(Beginning of Material shown)
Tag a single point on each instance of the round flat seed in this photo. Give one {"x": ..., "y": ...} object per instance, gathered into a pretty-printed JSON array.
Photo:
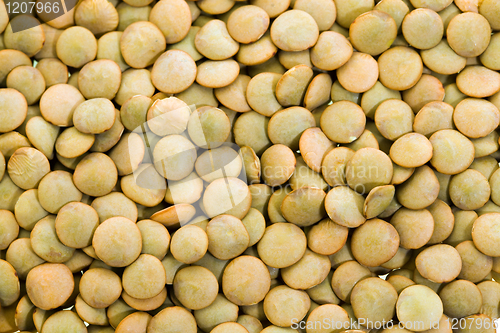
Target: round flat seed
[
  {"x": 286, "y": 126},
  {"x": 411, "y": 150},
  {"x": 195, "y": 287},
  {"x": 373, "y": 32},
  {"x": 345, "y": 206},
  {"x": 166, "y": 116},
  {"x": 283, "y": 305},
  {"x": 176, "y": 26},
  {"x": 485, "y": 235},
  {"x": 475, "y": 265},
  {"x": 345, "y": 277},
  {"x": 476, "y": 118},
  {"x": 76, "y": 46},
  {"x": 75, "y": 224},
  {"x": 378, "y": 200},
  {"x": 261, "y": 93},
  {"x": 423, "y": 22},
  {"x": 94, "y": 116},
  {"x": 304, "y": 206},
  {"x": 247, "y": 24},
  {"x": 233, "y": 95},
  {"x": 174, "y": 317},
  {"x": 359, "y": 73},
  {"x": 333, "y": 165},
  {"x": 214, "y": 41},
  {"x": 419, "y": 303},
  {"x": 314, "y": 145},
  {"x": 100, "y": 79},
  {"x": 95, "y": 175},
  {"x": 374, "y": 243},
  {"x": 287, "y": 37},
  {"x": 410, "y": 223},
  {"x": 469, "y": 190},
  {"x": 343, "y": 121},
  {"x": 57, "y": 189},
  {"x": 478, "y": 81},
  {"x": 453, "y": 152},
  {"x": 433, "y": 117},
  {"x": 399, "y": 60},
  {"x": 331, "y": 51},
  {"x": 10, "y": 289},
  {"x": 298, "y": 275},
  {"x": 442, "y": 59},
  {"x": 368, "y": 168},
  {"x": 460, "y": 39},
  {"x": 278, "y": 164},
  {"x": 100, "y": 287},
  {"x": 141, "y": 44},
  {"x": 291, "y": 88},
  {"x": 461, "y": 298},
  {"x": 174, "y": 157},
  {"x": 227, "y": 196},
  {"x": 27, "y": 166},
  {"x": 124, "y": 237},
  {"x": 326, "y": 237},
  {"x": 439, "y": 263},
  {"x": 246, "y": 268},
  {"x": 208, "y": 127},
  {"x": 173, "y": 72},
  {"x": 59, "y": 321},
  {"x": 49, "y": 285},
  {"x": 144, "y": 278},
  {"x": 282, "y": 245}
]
(End of Material shown)
(Beginning of Material shown)
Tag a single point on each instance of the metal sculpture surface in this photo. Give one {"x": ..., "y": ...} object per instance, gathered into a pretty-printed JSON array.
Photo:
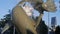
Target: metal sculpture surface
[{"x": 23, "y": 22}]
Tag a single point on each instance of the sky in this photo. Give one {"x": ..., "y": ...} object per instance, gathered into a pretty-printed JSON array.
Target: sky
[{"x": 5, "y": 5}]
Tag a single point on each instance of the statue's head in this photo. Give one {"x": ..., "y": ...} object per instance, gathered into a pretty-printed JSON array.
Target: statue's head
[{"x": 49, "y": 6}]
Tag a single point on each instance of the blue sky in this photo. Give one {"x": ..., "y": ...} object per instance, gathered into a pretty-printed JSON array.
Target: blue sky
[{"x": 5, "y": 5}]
(End of Material shown)
[Task description]
The answer must consist of every line from the listing above that includes the word "this".

[Task solution]
Tag a single point on each instance of the round flat seed in this photo. Give one {"x": ..., "y": ...} object per instance, gathered into a pretty-printed JSON array.
Tag a single point on each instance of the metal sculpture surface in this photo. Give one {"x": ..., "y": ...} object per instance, gathered into a pretty-printed JSON array.
Tag a single point on each instance of the sky in this photo. Give one {"x": ..., "y": ...} object per instance, gathered into a pretty-printed JSON array.
Tag a single point on each instance of the statue's head in this photo. Give one {"x": ..., "y": ...} object per instance, gathered into a pretty-printed JSON array.
Tag a single point on each instance of the blue sky in this photo. Give one {"x": ..., "y": ...} object per instance, gathered into a pretty-printed JSON array.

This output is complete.